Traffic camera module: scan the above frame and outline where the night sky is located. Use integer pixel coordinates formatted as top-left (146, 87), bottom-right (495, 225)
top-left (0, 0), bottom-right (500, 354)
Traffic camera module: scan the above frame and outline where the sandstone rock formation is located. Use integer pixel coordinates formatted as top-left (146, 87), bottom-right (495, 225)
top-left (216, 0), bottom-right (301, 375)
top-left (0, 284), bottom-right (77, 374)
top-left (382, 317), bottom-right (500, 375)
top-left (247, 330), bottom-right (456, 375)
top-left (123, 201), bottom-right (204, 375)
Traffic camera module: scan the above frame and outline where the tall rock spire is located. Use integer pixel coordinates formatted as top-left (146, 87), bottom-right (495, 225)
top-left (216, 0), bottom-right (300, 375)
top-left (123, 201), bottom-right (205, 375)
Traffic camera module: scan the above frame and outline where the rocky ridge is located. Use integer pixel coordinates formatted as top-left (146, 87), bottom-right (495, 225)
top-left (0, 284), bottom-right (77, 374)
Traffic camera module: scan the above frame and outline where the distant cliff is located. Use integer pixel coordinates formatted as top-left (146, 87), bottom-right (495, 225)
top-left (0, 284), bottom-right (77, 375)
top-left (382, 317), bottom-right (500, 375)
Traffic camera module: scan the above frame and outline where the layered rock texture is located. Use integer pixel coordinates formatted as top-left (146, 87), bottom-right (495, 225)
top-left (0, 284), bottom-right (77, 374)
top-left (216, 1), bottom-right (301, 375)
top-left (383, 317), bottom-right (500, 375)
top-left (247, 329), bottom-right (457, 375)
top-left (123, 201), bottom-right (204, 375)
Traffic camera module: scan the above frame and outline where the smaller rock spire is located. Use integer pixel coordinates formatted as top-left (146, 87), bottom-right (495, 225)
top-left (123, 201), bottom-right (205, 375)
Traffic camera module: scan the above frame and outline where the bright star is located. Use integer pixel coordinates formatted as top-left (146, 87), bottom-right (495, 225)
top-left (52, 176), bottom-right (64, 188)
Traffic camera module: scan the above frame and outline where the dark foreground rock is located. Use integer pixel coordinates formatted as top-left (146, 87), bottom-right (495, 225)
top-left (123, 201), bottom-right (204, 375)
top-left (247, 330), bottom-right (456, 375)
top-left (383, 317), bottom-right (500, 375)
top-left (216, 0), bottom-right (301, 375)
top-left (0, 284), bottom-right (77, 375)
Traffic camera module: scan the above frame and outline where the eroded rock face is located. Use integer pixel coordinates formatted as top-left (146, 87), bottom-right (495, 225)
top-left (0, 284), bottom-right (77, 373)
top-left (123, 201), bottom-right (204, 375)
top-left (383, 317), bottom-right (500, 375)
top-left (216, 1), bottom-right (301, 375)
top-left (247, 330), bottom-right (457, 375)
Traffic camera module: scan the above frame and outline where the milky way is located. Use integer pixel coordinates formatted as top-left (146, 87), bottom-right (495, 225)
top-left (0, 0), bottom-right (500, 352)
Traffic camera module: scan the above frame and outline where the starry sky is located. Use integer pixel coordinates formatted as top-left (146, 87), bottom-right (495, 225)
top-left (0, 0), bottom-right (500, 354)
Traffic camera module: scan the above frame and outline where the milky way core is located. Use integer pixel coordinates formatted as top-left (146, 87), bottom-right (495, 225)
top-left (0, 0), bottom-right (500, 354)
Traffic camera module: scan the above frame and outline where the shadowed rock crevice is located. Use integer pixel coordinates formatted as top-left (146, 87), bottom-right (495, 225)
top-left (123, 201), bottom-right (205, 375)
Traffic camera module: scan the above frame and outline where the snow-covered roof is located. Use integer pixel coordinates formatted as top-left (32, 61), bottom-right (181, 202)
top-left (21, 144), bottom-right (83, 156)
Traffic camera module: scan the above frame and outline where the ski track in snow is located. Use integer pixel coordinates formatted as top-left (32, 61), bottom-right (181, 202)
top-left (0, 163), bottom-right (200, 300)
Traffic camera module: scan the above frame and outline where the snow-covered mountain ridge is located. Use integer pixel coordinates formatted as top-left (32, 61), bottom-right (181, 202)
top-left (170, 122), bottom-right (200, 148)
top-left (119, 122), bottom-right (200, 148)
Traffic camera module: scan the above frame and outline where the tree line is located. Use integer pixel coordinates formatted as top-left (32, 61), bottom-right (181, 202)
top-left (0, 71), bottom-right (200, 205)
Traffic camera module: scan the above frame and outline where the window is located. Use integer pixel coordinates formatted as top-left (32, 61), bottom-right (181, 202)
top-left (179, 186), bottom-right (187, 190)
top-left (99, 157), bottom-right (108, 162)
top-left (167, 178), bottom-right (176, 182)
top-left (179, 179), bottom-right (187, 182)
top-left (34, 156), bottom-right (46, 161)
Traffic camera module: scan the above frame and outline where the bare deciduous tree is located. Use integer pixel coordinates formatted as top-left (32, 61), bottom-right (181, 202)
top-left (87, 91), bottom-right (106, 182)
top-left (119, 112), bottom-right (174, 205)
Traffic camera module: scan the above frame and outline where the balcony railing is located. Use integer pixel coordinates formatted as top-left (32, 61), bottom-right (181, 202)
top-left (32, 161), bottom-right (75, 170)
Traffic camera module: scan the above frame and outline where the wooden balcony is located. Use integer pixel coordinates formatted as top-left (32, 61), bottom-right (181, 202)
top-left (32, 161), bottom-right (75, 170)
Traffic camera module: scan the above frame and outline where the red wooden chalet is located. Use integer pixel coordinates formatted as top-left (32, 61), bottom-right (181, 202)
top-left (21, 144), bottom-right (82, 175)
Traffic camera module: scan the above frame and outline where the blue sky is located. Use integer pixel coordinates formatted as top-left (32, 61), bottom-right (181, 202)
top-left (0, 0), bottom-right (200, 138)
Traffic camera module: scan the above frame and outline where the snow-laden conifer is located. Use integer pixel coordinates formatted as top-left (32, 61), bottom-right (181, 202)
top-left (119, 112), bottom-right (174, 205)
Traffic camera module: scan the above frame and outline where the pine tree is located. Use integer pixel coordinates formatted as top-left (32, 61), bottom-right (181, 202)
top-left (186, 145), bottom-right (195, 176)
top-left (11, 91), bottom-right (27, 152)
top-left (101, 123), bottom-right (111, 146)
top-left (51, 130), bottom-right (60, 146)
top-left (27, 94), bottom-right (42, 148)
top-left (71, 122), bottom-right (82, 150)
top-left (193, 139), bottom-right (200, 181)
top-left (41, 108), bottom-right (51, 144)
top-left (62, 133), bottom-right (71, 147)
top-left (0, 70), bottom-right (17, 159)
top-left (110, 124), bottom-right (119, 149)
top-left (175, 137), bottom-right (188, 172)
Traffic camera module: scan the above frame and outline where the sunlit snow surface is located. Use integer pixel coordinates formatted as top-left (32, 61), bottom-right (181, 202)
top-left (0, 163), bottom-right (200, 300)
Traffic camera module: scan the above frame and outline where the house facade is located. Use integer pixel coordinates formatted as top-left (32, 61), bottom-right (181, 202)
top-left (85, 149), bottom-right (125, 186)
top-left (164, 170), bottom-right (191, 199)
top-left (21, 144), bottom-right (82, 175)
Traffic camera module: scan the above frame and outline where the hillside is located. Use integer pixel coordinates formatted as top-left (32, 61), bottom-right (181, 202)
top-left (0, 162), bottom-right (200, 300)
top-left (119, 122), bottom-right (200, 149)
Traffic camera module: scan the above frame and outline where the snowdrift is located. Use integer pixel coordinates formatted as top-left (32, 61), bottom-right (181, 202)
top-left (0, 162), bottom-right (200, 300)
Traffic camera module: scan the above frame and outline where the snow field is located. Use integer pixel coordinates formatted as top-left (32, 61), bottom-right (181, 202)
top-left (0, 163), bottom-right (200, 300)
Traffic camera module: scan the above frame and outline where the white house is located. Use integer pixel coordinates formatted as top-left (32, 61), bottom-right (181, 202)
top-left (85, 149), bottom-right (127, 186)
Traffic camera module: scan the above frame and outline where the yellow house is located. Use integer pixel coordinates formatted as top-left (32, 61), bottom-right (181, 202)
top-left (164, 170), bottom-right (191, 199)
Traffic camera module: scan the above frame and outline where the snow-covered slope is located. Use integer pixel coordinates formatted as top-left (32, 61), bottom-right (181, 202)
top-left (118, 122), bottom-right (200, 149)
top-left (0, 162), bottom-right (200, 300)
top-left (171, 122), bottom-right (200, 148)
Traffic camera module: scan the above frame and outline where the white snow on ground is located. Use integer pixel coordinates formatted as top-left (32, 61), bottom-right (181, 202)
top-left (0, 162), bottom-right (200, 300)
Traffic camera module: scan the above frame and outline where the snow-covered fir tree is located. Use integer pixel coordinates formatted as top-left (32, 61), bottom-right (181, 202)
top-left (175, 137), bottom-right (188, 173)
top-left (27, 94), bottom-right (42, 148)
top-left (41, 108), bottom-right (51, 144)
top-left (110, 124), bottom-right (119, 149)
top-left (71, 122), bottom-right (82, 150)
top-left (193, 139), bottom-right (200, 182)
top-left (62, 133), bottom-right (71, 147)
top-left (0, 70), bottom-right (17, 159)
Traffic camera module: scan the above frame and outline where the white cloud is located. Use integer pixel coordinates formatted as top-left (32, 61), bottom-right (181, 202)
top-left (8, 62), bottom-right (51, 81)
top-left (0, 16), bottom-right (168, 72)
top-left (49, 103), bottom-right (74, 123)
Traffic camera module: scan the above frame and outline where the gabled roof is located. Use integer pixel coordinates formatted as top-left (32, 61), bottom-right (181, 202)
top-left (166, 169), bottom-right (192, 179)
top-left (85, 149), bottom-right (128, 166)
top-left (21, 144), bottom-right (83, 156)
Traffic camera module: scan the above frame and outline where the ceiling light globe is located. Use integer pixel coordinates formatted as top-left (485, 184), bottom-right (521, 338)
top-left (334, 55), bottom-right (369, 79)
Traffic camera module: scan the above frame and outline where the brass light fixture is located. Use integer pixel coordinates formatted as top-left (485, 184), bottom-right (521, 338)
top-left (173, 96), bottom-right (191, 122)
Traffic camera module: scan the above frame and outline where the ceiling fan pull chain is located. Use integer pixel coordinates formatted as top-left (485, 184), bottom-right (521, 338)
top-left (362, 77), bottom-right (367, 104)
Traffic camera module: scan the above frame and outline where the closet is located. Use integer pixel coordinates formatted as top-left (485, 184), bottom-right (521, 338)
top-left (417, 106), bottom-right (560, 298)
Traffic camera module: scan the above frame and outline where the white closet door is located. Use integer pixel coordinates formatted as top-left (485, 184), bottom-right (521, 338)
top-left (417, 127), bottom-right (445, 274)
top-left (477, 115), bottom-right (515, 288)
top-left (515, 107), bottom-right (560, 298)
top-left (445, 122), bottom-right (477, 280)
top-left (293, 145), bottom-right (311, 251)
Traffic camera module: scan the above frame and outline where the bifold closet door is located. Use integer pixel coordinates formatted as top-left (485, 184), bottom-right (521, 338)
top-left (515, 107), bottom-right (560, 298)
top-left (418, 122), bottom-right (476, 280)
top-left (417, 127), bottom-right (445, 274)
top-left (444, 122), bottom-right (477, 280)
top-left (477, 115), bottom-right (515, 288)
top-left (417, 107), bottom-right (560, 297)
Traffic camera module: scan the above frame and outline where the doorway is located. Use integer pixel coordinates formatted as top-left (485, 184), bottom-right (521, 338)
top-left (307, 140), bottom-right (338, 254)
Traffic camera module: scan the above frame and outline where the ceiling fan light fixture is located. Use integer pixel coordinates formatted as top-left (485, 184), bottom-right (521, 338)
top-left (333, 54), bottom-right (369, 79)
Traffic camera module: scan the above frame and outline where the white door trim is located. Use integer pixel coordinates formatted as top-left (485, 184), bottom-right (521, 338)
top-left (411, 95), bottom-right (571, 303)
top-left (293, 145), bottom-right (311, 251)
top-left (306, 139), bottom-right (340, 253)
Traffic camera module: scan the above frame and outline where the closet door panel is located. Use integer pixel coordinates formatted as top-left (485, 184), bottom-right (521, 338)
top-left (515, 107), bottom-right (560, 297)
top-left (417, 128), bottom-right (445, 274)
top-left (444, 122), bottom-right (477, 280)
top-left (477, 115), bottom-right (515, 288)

# EXERCISE
Reproduce the data verbatim, starting with the line that contains "where the doorway" and ending with the last line of the data.

# OUTPUT
Traffic camera module: scan the above frame and outline where the doorway is located. Use integer pixel coordinates formatted as top-left (485, 184), bottom-right (521, 338)
top-left (307, 140), bottom-right (338, 254)
Traffic camera module: scan the above frame and outline where the ceiling fan light fixture is located. Use integer pixel coordinates formatted as top-left (485, 184), bottom-right (521, 338)
top-left (333, 54), bottom-right (369, 79)
Traffic camera module: scan the above frame and outline where the white door trim is located. Use integer pixel coordinates formatted as top-left (485, 184), bottom-right (521, 338)
top-left (411, 95), bottom-right (571, 303)
top-left (293, 145), bottom-right (311, 251)
top-left (306, 139), bottom-right (340, 253)
Traffic camera module: scan the above frame and outline where the closet door panel is located. Use integer pixel coordinates formatted as top-left (485, 184), bottom-right (521, 338)
top-left (515, 107), bottom-right (560, 297)
top-left (417, 128), bottom-right (445, 274)
top-left (444, 122), bottom-right (477, 280)
top-left (477, 115), bottom-right (515, 288)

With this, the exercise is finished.